BEGIN

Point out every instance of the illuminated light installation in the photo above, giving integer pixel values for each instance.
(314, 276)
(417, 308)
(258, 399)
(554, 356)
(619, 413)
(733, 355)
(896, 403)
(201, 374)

END

• _BRIEF_
Reproduce all of the material above in full, requests included, and shift each coordinate pair in the answers by adding 135 to both of its values.

• _SOLUTION_
Point out every instance of the illuminated light installation in the photo above, giving integer pixel values for each instance.
(449, 411)
(552, 443)
(393, 534)
(689, 491)
(754, 548)
(868, 490)
(1031, 538)
(336, 509)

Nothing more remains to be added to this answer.